____ Records supplied

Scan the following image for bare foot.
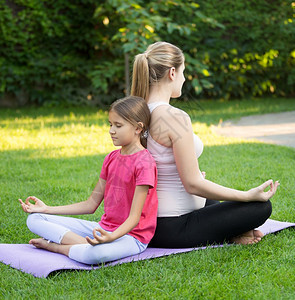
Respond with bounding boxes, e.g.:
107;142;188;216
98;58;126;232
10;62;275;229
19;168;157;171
231;230;264;245
29;238;71;256
29;238;54;251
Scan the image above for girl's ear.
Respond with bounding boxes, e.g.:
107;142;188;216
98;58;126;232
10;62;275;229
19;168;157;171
168;67;176;80
135;122;144;134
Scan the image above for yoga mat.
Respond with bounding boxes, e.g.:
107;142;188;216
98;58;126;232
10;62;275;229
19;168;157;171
0;219;295;278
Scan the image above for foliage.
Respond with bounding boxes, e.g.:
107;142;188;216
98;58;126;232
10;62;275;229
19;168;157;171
0;0;295;106
197;0;295;99
0;99;295;300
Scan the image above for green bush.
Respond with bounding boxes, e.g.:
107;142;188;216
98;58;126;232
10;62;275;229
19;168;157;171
0;0;295;106
194;0;295;98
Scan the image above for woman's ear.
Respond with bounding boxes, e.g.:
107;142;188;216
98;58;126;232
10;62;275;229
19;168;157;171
168;67;176;80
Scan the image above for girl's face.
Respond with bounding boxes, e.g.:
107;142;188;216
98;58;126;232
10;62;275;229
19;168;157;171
171;63;185;98
109;110;142;154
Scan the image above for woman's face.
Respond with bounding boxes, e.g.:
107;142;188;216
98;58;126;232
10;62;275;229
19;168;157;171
171;63;185;98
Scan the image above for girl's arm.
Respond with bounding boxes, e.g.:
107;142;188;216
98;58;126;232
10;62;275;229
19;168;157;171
19;178;106;215
86;185;149;246
162;108;279;202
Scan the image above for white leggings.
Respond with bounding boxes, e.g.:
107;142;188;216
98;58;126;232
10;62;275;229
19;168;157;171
27;213;147;265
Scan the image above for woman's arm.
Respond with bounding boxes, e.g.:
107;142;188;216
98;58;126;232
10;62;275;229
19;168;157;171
86;185;149;246
161;108;279;202
19;178;106;215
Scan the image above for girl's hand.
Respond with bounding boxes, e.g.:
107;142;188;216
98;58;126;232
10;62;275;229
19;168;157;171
86;228;114;246
247;180;280;202
18;196;47;214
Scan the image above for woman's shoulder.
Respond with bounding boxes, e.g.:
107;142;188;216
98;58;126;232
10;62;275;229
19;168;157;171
152;105;190;122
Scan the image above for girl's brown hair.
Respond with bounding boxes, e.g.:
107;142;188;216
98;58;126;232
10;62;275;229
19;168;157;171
131;42;184;100
109;96;151;148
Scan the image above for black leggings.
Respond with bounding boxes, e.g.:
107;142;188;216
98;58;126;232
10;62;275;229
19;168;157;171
149;200;272;248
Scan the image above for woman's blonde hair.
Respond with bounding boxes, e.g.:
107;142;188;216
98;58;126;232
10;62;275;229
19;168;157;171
109;96;151;148
131;42;184;100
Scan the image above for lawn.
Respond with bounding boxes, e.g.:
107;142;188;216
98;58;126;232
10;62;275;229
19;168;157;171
0;99;295;299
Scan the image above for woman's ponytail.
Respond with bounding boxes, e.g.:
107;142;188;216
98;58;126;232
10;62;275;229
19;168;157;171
131;53;150;100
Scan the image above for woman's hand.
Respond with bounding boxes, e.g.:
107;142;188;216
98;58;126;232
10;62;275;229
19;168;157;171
18;196;47;214
86;228;114;246
247;180;280;202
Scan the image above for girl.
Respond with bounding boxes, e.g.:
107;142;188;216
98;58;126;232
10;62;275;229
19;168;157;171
19;97;157;264
131;42;279;248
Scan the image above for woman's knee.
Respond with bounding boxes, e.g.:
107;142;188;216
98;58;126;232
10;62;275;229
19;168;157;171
27;213;42;230
264;200;272;218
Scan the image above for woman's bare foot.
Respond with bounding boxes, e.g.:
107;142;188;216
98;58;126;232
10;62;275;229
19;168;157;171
29;238;71;256
231;230;264;245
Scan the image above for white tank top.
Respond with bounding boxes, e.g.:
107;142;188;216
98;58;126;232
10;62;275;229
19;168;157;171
147;102;206;217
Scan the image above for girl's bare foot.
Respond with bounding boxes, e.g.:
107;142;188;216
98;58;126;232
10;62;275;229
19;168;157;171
231;230;264;245
29;238;71;256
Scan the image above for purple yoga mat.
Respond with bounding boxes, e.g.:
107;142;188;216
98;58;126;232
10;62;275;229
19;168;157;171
0;219;295;277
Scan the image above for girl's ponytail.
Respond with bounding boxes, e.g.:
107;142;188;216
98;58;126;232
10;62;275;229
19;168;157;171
131;53;150;100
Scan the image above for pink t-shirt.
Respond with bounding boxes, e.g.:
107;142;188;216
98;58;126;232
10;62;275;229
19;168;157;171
99;149;158;244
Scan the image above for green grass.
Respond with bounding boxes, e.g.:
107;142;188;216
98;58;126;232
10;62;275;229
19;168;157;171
0;99;295;299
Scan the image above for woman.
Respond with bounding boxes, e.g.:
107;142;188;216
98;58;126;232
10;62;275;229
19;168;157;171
131;42;279;248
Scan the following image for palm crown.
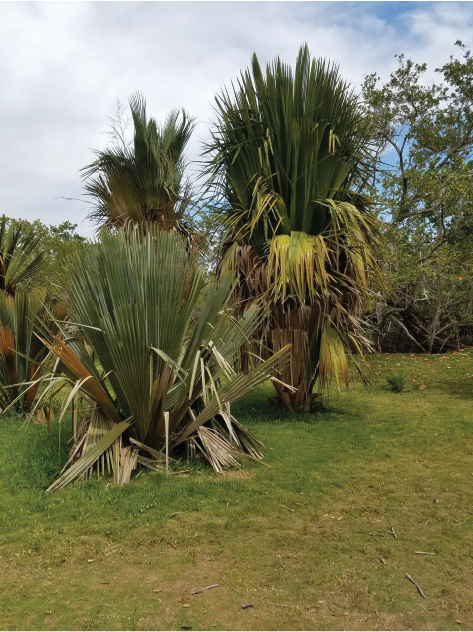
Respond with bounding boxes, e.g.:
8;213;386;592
82;94;194;231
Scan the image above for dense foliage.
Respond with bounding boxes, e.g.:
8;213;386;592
363;42;473;352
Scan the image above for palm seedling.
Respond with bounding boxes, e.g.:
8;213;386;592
0;289;67;417
204;46;379;409
0;215;44;296
33;227;289;491
0;215;66;413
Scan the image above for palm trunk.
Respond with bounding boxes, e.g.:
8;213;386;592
267;305;320;411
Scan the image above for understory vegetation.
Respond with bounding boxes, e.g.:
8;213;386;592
0;352;473;632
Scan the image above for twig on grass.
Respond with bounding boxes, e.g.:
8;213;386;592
406;573;427;599
222;579;245;597
189;584;220;595
258;597;297;608
222;579;297;608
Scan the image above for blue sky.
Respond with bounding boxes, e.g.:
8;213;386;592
0;2;473;235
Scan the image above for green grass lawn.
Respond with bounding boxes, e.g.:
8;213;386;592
0;352;473;632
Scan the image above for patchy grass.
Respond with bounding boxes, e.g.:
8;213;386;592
0;352;473;632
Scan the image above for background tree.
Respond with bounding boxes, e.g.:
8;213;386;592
205;46;384;409
363;42;473;352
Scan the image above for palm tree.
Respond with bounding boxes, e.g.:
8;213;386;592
204;45;379;409
33;227;289;491
0;288;67;417
82;93;195;242
0;215;44;296
0;215;67;413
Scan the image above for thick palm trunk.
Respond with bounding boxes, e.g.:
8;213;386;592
267;305;319;411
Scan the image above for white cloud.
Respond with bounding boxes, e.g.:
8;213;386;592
0;2;473;234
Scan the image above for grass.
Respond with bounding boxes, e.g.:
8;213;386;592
0;352;473;632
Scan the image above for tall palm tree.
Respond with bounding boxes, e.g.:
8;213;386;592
204;45;379;409
0;215;67;413
82;93;195;242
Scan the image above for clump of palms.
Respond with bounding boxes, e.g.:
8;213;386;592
205;46;380;409
34;227;289;491
82;93;195;243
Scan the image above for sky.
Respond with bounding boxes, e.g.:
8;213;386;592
0;2;473;236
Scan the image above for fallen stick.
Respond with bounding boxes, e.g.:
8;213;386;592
222;580;297;608
189;584;220;595
222;579;245;597
406;573;427;599
258;597;290;608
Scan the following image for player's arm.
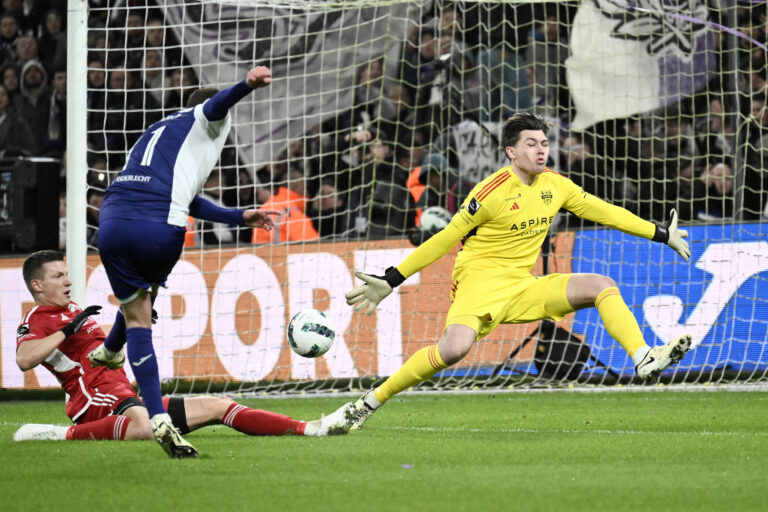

________

Recast every line of the records above as a Markdown table with the columns "Row" and "Line". Number each line in "Row", skip blank lines, and leave the pictures out.

| Row | Line |
|---|---|
| 1 | Scan the following image for bare foot. |
| 2 | Respond with bounding boxes, e.g.: |
| 3 | 107;142;188;216 |
| 4 | 98;58;126;232 |
| 5 | 10;62;275;229 |
| 6 | 19;168;157;171 |
| 7 | 231;230;264;245 |
| 8 | 29;238;71;256 |
| 9 | 29;238;54;251 |
| 10 | Scan the image above for girl's ear. |
| 11 | Respond with bounding boxes, e.g.: |
| 12 | 107;142;188;216 |
| 13 | 98;58;126;232 |
| 14 | 10;62;275;229 |
| 15 | 19;168;157;171 |
| 16 | 168;67;176;80 |
| 17 | 135;122;144;134 |
| 18 | Scan the image above for yoga mat. |
| 19 | Respond with bounding boxes, e.g.: |
| 20 | 107;142;188;216 |
| 21 | 98;58;126;232 |
| 22 | 10;62;275;229 |
| 23 | 19;168;157;171 |
| 24 | 0;219;295;278 |
| 25 | Scan the image above for foliage. |
| 26 | Respond with bounding boxes, e.g.: |
| 27 | 107;142;188;216 |
| 28 | 98;58;126;232 |
| 29 | 10;62;275;229 |
| 30 | 19;168;157;171 |
| 31 | 0;0;295;106 |
| 32 | 197;0;295;99 |
| 33 | 0;99;295;300 |
| 34 | Scan the image above for green bush. |
| 35 | Respond with bounding boxes, e.g.: |
| 36 | 107;142;188;216 |
| 37 | 98;58;126;232 |
| 38 | 10;62;275;229 |
| 39 | 19;168;157;171 |
| 40 | 0;0;295;106 |
| 41 | 194;0;295;98 |
| 42 | Scan the image above for woman's ear. |
| 43 | Respond with bounding boxes, e.g.: |
| 44 | 107;142;188;216 |
| 45 | 98;58;126;232 |
| 46 | 10;62;275;229 |
| 47 | 19;168;157;171 |
| 48 | 168;67;176;80 |
| 49 | Scan the image above for girl's face. |
| 50 | Respond with bounding boxes, e.g.: |
| 51 | 107;142;188;216 |
| 52 | 98;58;126;232 |
| 53 | 10;62;275;229 |
| 54 | 19;168;157;171 |
| 55 | 171;63;185;98 |
| 56 | 109;110;142;154 |
| 57 | Scan the image above for woman's face. |
| 58 | Respond with bounding boxes, e.g.: |
| 59 | 107;142;188;216 |
| 60 | 98;58;126;232 |
| 61 | 10;62;275;229 |
| 62 | 19;168;157;171 |
| 63 | 171;63;185;98 |
| 64 | Scan the image above for girl's arm. |
| 65 | Respond with bounding boxes, e.g.: |
| 66 | 107;142;188;216 |
| 67 | 98;58;126;232 |
| 68 | 10;62;275;229 |
| 69 | 19;168;157;171 |
| 70 | 19;178;106;215 |
| 71 | 86;185;149;246 |
| 72 | 162;108;279;202 |
| 73 | Scan the image above for white leggings. |
| 74 | Respond with bounding boxes, e.g.: |
| 75 | 107;142;188;216 |
| 76 | 98;58;126;232 |
| 77 | 10;62;275;229 |
| 78 | 19;168;157;171 |
| 79 | 27;213;147;265 |
| 80 | Scan the image above for woman's arm. |
| 81 | Respond with bounding boxes, e.g.: |
| 82 | 107;142;188;216 |
| 83 | 98;58;126;232 |
| 84 | 10;62;275;229 |
| 85 | 19;168;157;171 |
| 86 | 86;185;149;246 |
| 87 | 161;108;279;202 |
| 88 | 19;178;106;215 |
| 89 | Scan the image above for girl's hand. |
| 90 | Respond with bounding boxes, e.g.: |
| 91 | 107;142;188;216 |
| 92 | 98;58;126;232 |
| 93 | 10;62;275;229 |
| 94 | 19;168;157;171 |
| 95 | 86;228;114;246 |
| 96 | 247;180;280;202 |
| 97 | 18;196;47;214 |
| 98 | Scan the image above for woman's shoulder. |
| 99 | Respond with bounding boxes, e.g.: |
| 100 | 107;142;188;216 |
| 101 | 98;58;126;232 |
| 102 | 10;62;275;229 |
| 103 | 19;168;157;171 |
| 104 | 152;105;190;122 |
| 105 | Scan the image above for girl's brown hair. |
| 106 | Respond with bounding boxes, e.g.: |
| 107 | 107;142;188;216 |
| 108 | 98;58;126;232 |
| 109 | 10;62;275;229 |
| 110 | 19;168;157;171 |
| 111 | 131;42;184;100 |
| 112 | 109;96;151;148 |
| 113 | Scan the image above for black leggings. |
| 114 | Respond with bounding boxes, e.g.: |
| 115 | 107;142;188;216 |
| 116 | 98;58;126;232 |
| 117 | 10;62;275;229 |
| 118 | 19;168;157;171 |
| 119 | 149;200;272;248 |
| 120 | Scan the image above for woman's blonde hair. |
| 121 | Respond with bounding boxes, e.g.: |
| 122 | 107;142;188;216 |
| 123 | 98;58;126;232 |
| 124 | 10;62;275;229 |
| 125 | 19;168;157;171 |
| 126 | 109;96;151;148 |
| 127 | 131;42;184;100 |
| 128 | Scan the image above for lawn. |
| 129 | Respond with bounding boxes, e.g.: |
| 130 | 107;142;188;216 |
| 131 | 98;58;126;232 |
| 132 | 10;62;275;229 |
| 133 | 19;168;157;171 |
| 134 | 0;99;295;299 |
| 135 | Scan the image above for woman's ponytail. |
| 136 | Respond with bounding boxes, e.g.: |
| 137 | 107;142;188;216 |
| 138 | 98;58;126;232 |
| 139 | 10;62;275;229 |
| 140 | 19;168;157;171 |
| 141 | 131;53;150;100 |
| 142 | Scan the image above for woman's hand. |
| 143 | Respond with bounding boxes, e.g.: |
| 144 | 107;142;188;216 |
| 145 | 98;58;126;232 |
| 146 | 10;62;275;229 |
| 147 | 19;168;157;171 |
| 148 | 18;196;47;214 |
| 149 | 86;228;114;246 |
| 150 | 247;180;280;202 |
| 151 | Scan the image above for girl. |
| 152 | Respond with bounding boxes, e.g.: |
| 153 | 107;142;188;216 |
| 154 | 98;58;126;232 |
| 155 | 10;62;275;229 |
| 156 | 19;168;157;171 |
| 157 | 19;97;157;264 |
| 158 | 131;42;279;248 |
| 159 | Scan the image above for woman's knee. |
| 160 | Respond with bounding boxes, e.g.: |
| 161 | 107;142;188;216 |
| 162 | 98;58;126;232 |
| 163 | 10;62;275;229 |
| 164 | 19;168;157;171 |
| 165 | 27;213;42;230 |
| 166 | 264;200;272;218 |
| 167 | Scan the image above for woman's bare foot. |
| 168 | Respond with bounding boxes, e.g.: |
| 169 | 107;142;188;216 |
| 170 | 98;58;126;232 |
| 171 | 10;62;275;229 |
| 172 | 19;168;157;171 |
| 173 | 29;238;71;256 |
| 174 | 231;230;264;245 |
| 175 | Scan the image above for white tank top. |
| 176 | Respond with bounding boxes, e.g.: |
| 177 | 107;142;188;216 |
| 178 | 98;58;126;232 |
| 179 | 10;62;275;229 |
| 180 | 19;168;157;171 |
| 181 | 147;102;206;217 |
| 182 | Scan the image above for girl's bare foot. |
| 183 | Respond with bounding boxes, e.g.: |
| 184 | 107;142;188;216 |
| 185 | 98;58;126;232 |
| 186 | 10;62;275;229 |
| 187 | 19;168;157;171 |
| 188 | 231;230;264;245 |
| 189 | 29;238;71;256 |
| 190 | Scan the image above for purple yoga mat. |
| 191 | Respond with bounding boxes, e.g.: |
| 192 | 107;142;188;216 |
| 193 | 98;58;126;232 |
| 194 | 10;62;275;229 |
| 195 | 19;168;157;171 |
| 196 | 0;219;295;277 |
| 197 | Scan the image above for girl's ponytail. |
| 198 | Respond with bounding boxes, e.g.: |
| 199 | 107;142;188;216 |
| 200 | 98;58;126;232 |
| 201 | 10;62;275;229 |
| 202 | 19;168;157;171 |
| 203 | 131;53;150;100 |
| 204 | Scan the image above for pink t-shirt. |
| 205 | Respond with bounding boxes, e.g.: |
| 206 | 107;142;188;216 |
| 207 | 98;58;126;232 |
| 208 | 10;62;275;229 |
| 209 | 19;168;157;171 |
| 210 | 99;149;158;244 |
| 211 | Scan the image above for green grass. |
| 212 | Respond with bounding boxes, e.g.: |
| 213 | 107;142;188;216 |
| 214 | 98;58;126;232 |
| 215 | 10;62;275;229 |
| 216 | 19;168;157;171 |
| 217 | 0;99;295;299 |
| 218 | Scan the image above for woman. |
| 219 | Respond with bounding boxes, e.g.: |
| 220 | 107;142;188;216 |
| 221 | 98;58;126;232 |
| 222 | 10;62;275;229 |
| 223 | 19;168;157;171 |
| 224 | 131;42;279;248 |
| 225 | Scan the following image for palm crown. |
| 226 | Respond with bounding boxes, e.g.: |
| 227 | 8;213;386;592 |
| 228 | 82;94;194;231 |
| 229 | Scan the image above for dense foliage. |
| 230 | Respond with bounding boxes, e.g.: |
| 231 | 8;213;386;592 |
| 232 | 363;42;473;352 |
| 233 | Scan the image above for palm seedling. |
| 234 | Respond with bounding boxes, e.g.: |
| 235 | 8;213;386;592 |
| 236 | 0;289;67;417 |
| 237 | 204;46;379;409 |
| 238 | 0;215;44;296 |
| 239 | 33;227;289;491 |
| 240 | 0;215;66;413 |
| 241 | Scan the image above for palm trunk. |
| 242 | Respond with bounding boxes, e.g.: |
| 243 | 8;213;386;592 |
| 244 | 267;305;320;411 |
| 245 | Scan the image above for understory vegetation. |
| 246 | Respond with bounding boxes, e.g.: |
| 247 | 8;213;386;592 |
| 248 | 0;352;473;632 |
| 249 | Scan the image above for twig on grass. |
| 250 | Respond with bounding boxes, e.g.: |
| 251 | 8;213;386;592 |
| 252 | 406;573;427;599 |
| 253 | 222;579;245;597 |
| 254 | 189;584;220;595 |
| 255 | 258;597;297;608 |
| 256 | 222;579;297;608 |
| 257 | Scan the image above for blue sky. |
| 258 | Respond with bounding boxes, e.g.: |
| 259 | 8;213;386;592 |
| 260 | 0;2;473;235 |
| 261 | Scan the image above for green grass lawn. |
| 262 | Respond with bounding boxes, e.g.: |
| 263 | 8;213;386;592 |
| 264 | 0;352;473;632 |
| 265 | Scan the image above for patchy grass. |
| 266 | Respond with bounding boxes, e.g.: |
| 267 | 8;213;386;592 |
| 268 | 0;352;473;632 |
| 269 | Scan the image above for background tree. |
| 270 | Respond with bounding boxes, e.g.: |
| 271 | 8;213;386;592 |
| 272 | 205;46;384;409 |
| 273 | 363;42;473;352 |
| 274 | Scan the image above for palm tree. |
| 275 | Respond with bounding boxes, e.g.: |
| 276 | 8;213;386;592 |
| 277 | 204;45;379;409 |
| 278 | 33;227;289;491 |
| 279 | 0;288;67;417 |
| 280 | 82;93;195;242 |
| 281 | 0;215;44;296 |
| 282 | 0;215;67;413 |
| 283 | Scan the image above for thick palm trunk. |
| 284 | Respond with bounding boxes, e.g.: |
| 285 | 8;213;386;592 |
| 286 | 267;305;319;411 |
| 287 | Scan the image above for white cloud. |
| 288 | Respond with bounding boxes, e.g.: |
| 289 | 8;213;386;592 |
| 290 | 0;2;473;234 |
| 291 | Scan the image above for grass. |
| 292 | Respond with bounding boxes, e.g.: |
| 293 | 8;213;386;592 |
| 294 | 0;352;473;632 |
| 295 | Scan the image above for tall palm tree. |
| 296 | Respond with bounding boxes, e.g.: |
| 297 | 8;213;386;592 |
| 298 | 204;45;379;409 |
| 299 | 0;215;67;413 |
| 300 | 82;93;195;242 |
| 301 | Scan the image above for clump of palms. |
| 302 | Respond with bounding boxes, e.g.: |
| 303 | 8;213;386;592 |
| 304 | 205;46;380;409 |
| 305 | 34;227;289;491 |
| 306 | 82;93;195;243 |
| 307 | Scan the image above for sky. |
| 308 | Respond with bounding boxes, e.g.: |
| 309 | 8;213;386;592 |
| 310 | 0;2;473;236 |
| 311 | Scan the image above for fallen stick. |
| 312 | Respond with bounding boxes, e.g.: |
| 313 | 8;213;386;592 |
| 314 | 222;580;297;608 |
| 315 | 189;584;220;595 |
| 316 | 222;579;245;597 |
| 317 | 406;573;427;599 |
| 318 | 258;597;290;608 |
| 319 | Scan the following image for player's arm. |